■ Extract to read
Holiday Pay in the US: What It Is, Who Gets It & How to Track It

July 11, 2025
Holiday pay is a type of compensation employers offer to their workers for certain holidays. It comes in the form of paid time off or pay at an increased rate for working during these days. While this form of compensation isn’t legally mandated, many businesses offer it in practice to incentivize or reward their employees.
This article examines the intricacies of holiday pay, including which holidays typically qualify for it and the corresponding compensation amount. We’ll explore the differences between holiday pay for employees and contractors, and provide guidance on what to do if you’re eligible but haven’t received it yet.
Key Takeaways
- Holiday pay is a type of voluntary compensation that employers offer to employees for certain holidays.
- Employers can provide employees with paid time off, or they can give them premium pay at an increased rate for working on a holiday.

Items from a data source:

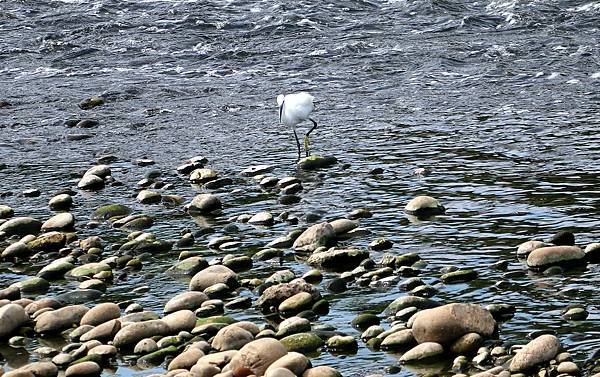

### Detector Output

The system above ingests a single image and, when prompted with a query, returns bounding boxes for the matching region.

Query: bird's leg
[293,128,302,160]
[304,118,317,157]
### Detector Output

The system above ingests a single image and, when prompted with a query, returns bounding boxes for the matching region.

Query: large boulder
[229,338,287,377]
[292,222,335,252]
[412,304,496,344]
[190,264,239,291]
[0,304,29,338]
[527,246,585,269]
[510,334,560,373]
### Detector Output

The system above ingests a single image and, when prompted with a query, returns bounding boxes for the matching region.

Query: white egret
[277,92,317,159]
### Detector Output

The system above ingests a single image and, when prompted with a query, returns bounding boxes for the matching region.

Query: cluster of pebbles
[0,146,600,377]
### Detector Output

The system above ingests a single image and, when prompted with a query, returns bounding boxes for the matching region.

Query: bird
[277,92,317,159]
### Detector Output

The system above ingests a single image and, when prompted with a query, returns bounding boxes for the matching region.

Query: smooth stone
[80,302,121,326]
[292,222,335,252]
[510,334,560,373]
[34,305,89,333]
[0,304,29,338]
[65,361,102,377]
[188,194,223,215]
[400,342,444,363]
[281,332,325,353]
[404,195,446,216]
[527,246,585,269]
[0,217,42,237]
[229,338,287,376]
[306,248,370,271]
[163,291,208,314]
[412,303,496,344]
[211,324,254,351]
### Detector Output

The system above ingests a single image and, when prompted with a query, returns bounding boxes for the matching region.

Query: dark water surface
[0,0,600,375]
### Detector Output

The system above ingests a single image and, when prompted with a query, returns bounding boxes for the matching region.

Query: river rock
[404,195,446,216]
[42,212,75,232]
[79,319,121,342]
[162,310,196,334]
[167,347,204,371]
[527,246,585,269]
[265,352,310,376]
[306,248,369,271]
[0,217,42,237]
[190,265,239,291]
[92,204,132,220]
[35,305,89,333]
[256,279,321,313]
[510,334,560,373]
[113,319,171,348]
[187,194,223,215]
[0,304,29,339]
[229,338,287,376]
[163,291,208,314]
[292,222,335,252]
[412,303,496,344]
[0,204,15,219]
[65,361,102,377]
[211,324,254,351]
[80,302,121,326]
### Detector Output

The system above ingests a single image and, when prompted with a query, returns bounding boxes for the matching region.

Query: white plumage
[277,92,317,158]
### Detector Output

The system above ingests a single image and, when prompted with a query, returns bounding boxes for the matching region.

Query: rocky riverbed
[0,144,600,377]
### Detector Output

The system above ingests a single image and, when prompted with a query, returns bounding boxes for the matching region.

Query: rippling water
[0,0,600,375]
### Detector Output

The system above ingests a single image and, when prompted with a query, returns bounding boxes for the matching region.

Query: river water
[0,0,600,376]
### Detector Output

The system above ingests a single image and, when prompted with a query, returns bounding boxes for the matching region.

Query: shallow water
[0,0,600,375]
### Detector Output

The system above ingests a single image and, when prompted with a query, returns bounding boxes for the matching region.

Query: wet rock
[190,265,239,291]
[167,257,208,276]
[306,248,369,271]
[167,347,204,371]
[450,332,484,355]
[298,155,337,170]
[404,195,446,216]
[0,217,42,237]
[302,365,342,377]
[34,305,89,334]
[383,296,440,316]
[517,240,548,257]
[65,361,102,377]
[256,279,321,313]
[248,211,275,225]
[510,334,560,373]
[211,324,254,351]
[281,332,325,353]
[412,304,496,344]
[80,302,121,326]
[163,291,208,314]
[229,338,287,376]
[292,222,335,252]
[48,194,73,211]
[42,212,75,232]
[380,329,416,350]
[265,352,310,376]
[527,246,585,269]
[0,304,29,339]
[187,194,223,215]
[113,320,171,348]
[136,190,162,204]
[0,204,15,219]
[79,319,121,342]
[441,269,478,284]
[400,342,444,363]
[77,174,104,191]
[92,204,132,220]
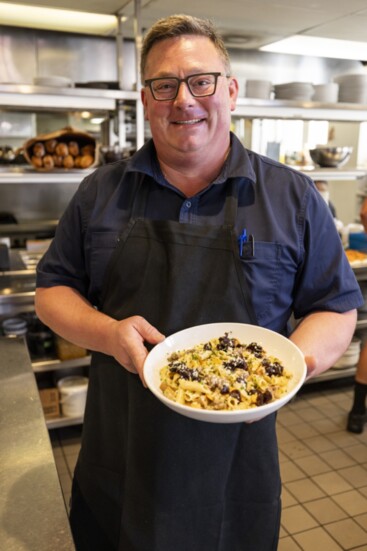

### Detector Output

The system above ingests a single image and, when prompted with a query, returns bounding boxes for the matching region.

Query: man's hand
[112,316,165,386]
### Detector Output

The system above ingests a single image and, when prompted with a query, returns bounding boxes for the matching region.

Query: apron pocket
[90,232,119,296]
[240,241,282,326]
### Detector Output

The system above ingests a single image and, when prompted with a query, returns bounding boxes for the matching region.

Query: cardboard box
[39,388,60,419]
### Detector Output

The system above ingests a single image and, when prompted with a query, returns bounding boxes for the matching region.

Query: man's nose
[175,82,194,103]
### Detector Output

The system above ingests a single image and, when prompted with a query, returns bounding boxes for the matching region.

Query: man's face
[142,35,238,161]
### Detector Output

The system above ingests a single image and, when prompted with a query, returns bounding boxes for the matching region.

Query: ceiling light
[260,35,367,61]
[0,2,126,36]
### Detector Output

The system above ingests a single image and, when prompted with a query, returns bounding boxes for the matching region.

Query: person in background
[347,199,367,434]
[36,15,363,551]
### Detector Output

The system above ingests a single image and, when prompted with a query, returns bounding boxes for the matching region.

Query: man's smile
[172,119,204,125]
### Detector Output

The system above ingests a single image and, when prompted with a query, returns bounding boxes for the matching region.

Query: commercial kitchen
[0,0,367,551]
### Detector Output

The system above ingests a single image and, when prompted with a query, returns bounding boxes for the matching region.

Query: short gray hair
[140,14,231,81]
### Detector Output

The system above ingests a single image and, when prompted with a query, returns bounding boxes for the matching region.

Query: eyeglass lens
[151,73,218,100]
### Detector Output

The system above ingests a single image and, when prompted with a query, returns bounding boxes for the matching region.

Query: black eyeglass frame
[144,72,230,101]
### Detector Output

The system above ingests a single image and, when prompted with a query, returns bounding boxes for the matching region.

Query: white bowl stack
[334,73,367,104]
[312,82,339,103]
[245,80,273,99]
[274,82,314,101]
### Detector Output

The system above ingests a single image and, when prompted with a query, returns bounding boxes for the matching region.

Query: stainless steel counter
[0,337,75,551]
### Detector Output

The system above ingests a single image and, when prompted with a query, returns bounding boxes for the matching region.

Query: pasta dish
[160,333,292,410]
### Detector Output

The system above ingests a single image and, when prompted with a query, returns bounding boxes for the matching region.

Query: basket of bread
[23,126,98,171]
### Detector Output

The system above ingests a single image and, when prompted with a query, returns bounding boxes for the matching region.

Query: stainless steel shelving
[233,98,367,122]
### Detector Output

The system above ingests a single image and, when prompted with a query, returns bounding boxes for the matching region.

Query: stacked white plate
[334,73,367,104]
[245,80,273,99]
[333,337,361,369]
[33,76,73,88]
[274,82,314,101]
[312,82,339,103]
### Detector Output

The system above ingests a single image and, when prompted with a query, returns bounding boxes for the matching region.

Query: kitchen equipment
[1,318,27,337]
[57,376,88,417]
[33,76,73,88]
[312,82,339,103]
[274,82,314,101]
[245,80,273,99]
[99,145,130,164]
[144,323,307,423]
[334,73,367,104]
[309,146,353,168]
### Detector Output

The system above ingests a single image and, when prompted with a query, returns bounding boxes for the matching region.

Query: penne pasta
[160,333,291,411]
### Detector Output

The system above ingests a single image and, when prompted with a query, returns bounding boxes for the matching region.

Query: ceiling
[5,0,367,49]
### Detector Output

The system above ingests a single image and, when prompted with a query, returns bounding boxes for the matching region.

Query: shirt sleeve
[36,180,89,296]
[294,183,364,318]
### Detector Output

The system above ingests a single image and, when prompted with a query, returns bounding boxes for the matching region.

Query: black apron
[71,181,280,551]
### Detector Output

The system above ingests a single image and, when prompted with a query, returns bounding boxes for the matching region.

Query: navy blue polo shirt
[37,134,363,331]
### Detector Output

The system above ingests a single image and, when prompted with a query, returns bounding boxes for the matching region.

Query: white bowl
[144,323,307,423]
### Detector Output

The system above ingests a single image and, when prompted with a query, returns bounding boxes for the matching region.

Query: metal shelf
[232,98,367,122]
[0,84,140,111]
[46,415,84,430]
[32,355,90,373]
[0,166,93,184]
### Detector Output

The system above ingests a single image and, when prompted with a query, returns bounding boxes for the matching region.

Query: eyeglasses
[144,73,229,101]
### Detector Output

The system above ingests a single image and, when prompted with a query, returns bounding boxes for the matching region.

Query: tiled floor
[50,383,367,551]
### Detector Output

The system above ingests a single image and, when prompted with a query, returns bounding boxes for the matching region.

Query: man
[36,16,361,551]
[347,199,367,434]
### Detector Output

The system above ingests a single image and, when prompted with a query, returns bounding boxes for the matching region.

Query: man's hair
[140,14,231,82]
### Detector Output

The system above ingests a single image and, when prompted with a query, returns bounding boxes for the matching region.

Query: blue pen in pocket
[237,228,255,259]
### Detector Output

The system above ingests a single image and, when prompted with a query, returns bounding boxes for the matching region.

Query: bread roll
[43,155,55,168]
[74,155,82,168]
[68,142,79,157]
[33,142,46,157]
[80,155,94,168]
[52,154,64,167]
[31,155,43,168]
[62,155,74,168]
[81,144,94,157]
[55,142,69,157]
[45,140,57,153]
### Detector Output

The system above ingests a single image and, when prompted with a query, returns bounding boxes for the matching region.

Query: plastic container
[349,232,367,253]
[57,376,88,417]
[1,318,28,337]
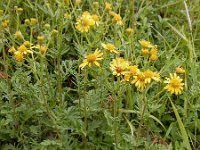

■ Exercise 1
According to the holiday pay article, is holiday pay legally required in the US?
■ Exercise 2
Continue the holiday pay article from the point where it stops.

■ Final answer 1
No, it isn't legally mandated, but many businesses offer it anyway.

■ Final answer 2
- This type of pay isn’t mandated by law, except in some government roles and for specific businesses in some states.
- By offering holiday pay, employers attract and retain top talent, boost morale and loyalty, and enhance productivity while reducing burnout.
What Is Holiday Pay?
Holiday pay is a form of optional compensation that employers and businesses can provide to their employees for specific holidays. These are typically federal holidays, like Christmas and Thanksgiving.
For instance, if a store closes during a national holiday, an employee can still receive their wage as if they had worked. Alternatively, if a store remains open, it can offer premium holiday pay to its employees as an incentive or to reward them for their work.
Whether an employee is eligible for holiday pay depends entirely on the employer and their policy. Since this type of compensation isn’t mandated by the Fair Labor Standards Act (FLSA), companies establish their own holiday pay rules.
As a result, employers determine which holidays will be covered, who is eligible for holiday pay (e.g., full-time vs. part-time employees), the rates to be applied, and the type of payment structure to be offered.
Holiday pay, while not legally mandated, is a part of an employee's compensation package. As such, companies are encouraged to offer it to their workers if they want to attract talent, retain their existing workforce, and improve morale and productivity.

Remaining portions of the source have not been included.